State how many lines of the material below contain the string "building", giving only the number.

> **STORED DATA**:
+ + + + +
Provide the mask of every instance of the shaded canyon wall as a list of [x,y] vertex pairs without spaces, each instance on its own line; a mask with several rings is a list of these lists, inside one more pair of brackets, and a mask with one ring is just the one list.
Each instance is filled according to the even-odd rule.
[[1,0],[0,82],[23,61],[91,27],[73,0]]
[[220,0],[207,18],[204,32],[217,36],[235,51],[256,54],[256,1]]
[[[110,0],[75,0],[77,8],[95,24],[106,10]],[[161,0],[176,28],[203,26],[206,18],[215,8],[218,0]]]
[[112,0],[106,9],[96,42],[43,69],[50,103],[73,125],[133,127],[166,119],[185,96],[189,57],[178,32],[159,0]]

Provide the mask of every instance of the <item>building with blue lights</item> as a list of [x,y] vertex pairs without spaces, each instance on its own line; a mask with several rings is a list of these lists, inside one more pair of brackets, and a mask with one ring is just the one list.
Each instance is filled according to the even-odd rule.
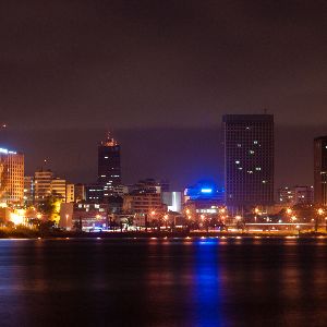
[[110,134],[98,146],[98,185],[102,186],[105,198],[121,185],[120,145]]
[[227,205],[272,205],[274,116],[226,114],[222,124]]
[[22,204],[24,199],[24,155],[0,148],[0,202]]

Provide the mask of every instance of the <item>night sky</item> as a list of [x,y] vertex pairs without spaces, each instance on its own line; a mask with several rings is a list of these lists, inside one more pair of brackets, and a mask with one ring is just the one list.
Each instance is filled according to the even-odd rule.
[[221,116],[276,120],[276,185],[312,184],[327,134],[327,1],[29,0],[0,4],[2,144],[74,182],[107,129],[123,180],[222,183]]

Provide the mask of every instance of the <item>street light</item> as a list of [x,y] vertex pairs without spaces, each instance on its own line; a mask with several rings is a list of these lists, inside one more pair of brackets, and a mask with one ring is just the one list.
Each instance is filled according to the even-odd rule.
[[70,215],[65,214],[65,229],[68,230],[68,219],[69,219]]

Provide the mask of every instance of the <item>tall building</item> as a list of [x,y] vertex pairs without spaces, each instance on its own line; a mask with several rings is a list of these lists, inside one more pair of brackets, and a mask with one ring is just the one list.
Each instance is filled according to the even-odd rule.
[[98,185],[104,189],[104,197],[108,197],[120,184],[120,145],[108,133],[107,140],[98,146]]
[[314,140],[314,201],[327,206],[327,136]]
[[75,202],[85,201],[85,185],[84,184],[75,184],[74,186],[74,198]]
[[0,148],[0,201],[22,203],[24,198],[24,155]]
[[313,186],[284,186],[277,190],[278,203],[282,205],[307,205],[314,202],[314,187]]
[[65,180],[60,178],[52,179],[50,184],[51,194],[57,195],[62,202],[65,202]]
[[44,170],[43,168],[34,173],[34,198],[36,203],[43,202],[51,194],[51,181],[53,173],[51,170]]
[[65,185],[65,202],[71,203],[75,202],[75,185],[66,183]]
[[228,206],[274,203],[274,116],[226,114],[225,191]]
[[34,203],[34,177],[24,177],[24,203],[26,205],[32,205]]

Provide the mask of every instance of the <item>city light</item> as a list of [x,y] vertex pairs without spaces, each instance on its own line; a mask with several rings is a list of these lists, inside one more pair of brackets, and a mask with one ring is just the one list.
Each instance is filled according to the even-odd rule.
[[201,193],[213,193],[213,189],[201,189]]

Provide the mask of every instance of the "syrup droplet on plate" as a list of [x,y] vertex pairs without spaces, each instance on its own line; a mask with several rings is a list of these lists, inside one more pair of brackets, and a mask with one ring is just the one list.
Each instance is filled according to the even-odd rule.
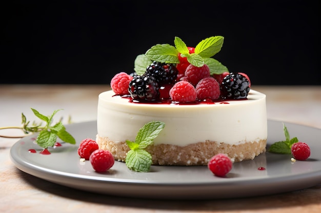
[[42,155],[50,155],[51,153],[50,153],[50,152],[48,151],[48,149],[44,149],[44,150],[43,151],[40,152],[40,154],[41,154]]
[[59,143],[59,142],[56,142],[56,143],[54,144],[54,145],[53,145],[53,148],[54,149],[55,148],[57,147],[61,147],[62,144],[61,143]]
[[33,149],[30,149],[29,150],[28,150],[28,151],[30,152],[30,153],[35,153],[36,152],[37,152],[37,151]]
+ + + + +
> **FULL ANSWER**: 2